▶ **Recorded data**:
"""
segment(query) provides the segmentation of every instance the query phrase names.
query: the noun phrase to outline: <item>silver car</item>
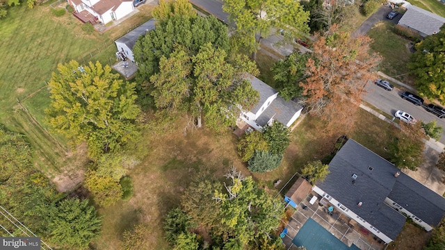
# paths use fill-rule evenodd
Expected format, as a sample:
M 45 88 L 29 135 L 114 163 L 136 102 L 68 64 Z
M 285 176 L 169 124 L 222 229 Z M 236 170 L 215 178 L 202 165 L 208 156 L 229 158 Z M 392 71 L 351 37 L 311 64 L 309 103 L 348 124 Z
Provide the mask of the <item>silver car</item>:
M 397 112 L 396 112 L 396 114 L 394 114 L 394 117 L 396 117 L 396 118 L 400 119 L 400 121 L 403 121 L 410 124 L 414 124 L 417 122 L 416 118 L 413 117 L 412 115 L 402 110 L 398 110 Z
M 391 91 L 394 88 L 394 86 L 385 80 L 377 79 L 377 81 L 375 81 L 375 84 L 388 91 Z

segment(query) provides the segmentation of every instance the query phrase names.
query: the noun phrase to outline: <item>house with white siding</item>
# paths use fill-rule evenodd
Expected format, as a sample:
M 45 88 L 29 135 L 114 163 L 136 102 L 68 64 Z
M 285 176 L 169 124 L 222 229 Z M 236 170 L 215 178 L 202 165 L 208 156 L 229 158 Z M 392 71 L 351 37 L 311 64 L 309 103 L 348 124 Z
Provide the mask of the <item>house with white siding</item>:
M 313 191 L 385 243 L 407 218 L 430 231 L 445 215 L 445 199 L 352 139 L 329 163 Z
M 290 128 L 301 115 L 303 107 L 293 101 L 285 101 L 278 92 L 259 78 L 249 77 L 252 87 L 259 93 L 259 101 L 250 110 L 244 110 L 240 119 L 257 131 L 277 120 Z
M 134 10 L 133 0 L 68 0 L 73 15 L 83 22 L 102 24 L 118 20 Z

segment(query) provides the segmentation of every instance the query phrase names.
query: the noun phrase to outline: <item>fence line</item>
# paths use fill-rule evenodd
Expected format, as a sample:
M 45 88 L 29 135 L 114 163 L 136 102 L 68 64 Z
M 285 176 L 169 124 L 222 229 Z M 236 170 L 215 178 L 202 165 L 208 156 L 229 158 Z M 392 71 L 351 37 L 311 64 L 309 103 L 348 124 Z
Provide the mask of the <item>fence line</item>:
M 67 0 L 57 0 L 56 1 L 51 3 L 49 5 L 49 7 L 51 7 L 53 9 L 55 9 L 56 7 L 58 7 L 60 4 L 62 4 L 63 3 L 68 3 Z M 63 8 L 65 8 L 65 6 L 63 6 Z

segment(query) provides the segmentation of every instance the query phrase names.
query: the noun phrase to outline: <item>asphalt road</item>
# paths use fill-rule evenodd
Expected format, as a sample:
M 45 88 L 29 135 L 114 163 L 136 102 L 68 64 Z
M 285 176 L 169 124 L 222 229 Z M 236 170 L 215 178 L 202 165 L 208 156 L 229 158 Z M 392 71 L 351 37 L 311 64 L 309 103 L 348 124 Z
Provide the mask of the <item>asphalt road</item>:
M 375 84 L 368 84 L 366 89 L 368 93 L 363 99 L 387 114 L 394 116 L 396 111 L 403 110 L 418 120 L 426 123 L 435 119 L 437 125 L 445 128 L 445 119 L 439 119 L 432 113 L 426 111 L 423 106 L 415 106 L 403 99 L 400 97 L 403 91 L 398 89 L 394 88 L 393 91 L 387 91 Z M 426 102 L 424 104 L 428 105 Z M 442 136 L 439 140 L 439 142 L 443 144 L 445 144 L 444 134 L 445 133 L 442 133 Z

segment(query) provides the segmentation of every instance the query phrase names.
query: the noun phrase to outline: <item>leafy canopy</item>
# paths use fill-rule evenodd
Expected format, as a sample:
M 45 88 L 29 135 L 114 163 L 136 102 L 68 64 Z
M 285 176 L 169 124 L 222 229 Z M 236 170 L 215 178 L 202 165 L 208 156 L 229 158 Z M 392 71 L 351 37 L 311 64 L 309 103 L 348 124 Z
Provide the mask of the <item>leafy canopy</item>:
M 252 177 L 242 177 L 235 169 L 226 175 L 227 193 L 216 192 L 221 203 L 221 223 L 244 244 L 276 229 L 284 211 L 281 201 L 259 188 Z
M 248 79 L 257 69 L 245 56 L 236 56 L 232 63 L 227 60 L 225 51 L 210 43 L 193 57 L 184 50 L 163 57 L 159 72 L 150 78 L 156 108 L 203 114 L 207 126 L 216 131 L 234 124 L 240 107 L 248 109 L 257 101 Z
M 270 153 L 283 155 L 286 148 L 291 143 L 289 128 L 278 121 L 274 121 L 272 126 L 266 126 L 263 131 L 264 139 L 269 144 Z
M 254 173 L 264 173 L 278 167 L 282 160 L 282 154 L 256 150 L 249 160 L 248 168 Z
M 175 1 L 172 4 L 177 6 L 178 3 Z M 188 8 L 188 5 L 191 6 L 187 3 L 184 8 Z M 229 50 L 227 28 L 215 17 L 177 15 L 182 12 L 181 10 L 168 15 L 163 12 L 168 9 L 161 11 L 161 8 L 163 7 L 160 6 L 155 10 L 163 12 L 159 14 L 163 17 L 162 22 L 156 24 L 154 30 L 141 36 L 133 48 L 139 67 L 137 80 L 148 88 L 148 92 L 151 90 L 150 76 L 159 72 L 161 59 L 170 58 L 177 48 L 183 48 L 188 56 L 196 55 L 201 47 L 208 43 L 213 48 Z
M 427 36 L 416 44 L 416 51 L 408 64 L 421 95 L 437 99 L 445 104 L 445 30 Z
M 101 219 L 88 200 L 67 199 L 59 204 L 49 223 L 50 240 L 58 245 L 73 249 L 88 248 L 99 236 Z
"""
▶ **Task details**:
From the records above, pick out each line in which the word "noun" appears.

▶ **The reply**:
query: the noun phrase to outline: <item>silver car</item>
query: the noun phrase to outline: <item>house with white siding</item>
query: the noun phrase to outline: <item>fence line</item>
query: the noun phrase to outline: <item>asphalt road</item>
query: the noun phrase to outline: <item>leafy canopy</item>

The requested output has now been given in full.